>> START

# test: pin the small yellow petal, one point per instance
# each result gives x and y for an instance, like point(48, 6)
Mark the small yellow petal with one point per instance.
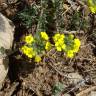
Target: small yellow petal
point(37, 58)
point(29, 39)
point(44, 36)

>> END

* What needs to be done:
Repeat each record exactly as shown above, dropping all images.

* Answer to the exercise:
# test: pin the small yellow petal, one point per instance
# each result gives x and y for an instance, like point(48, 6)
Mark the small yellow petal with one point per instance.
Target: small yellow petal
point(37, 58)
point(29, 39)
point(44, 36)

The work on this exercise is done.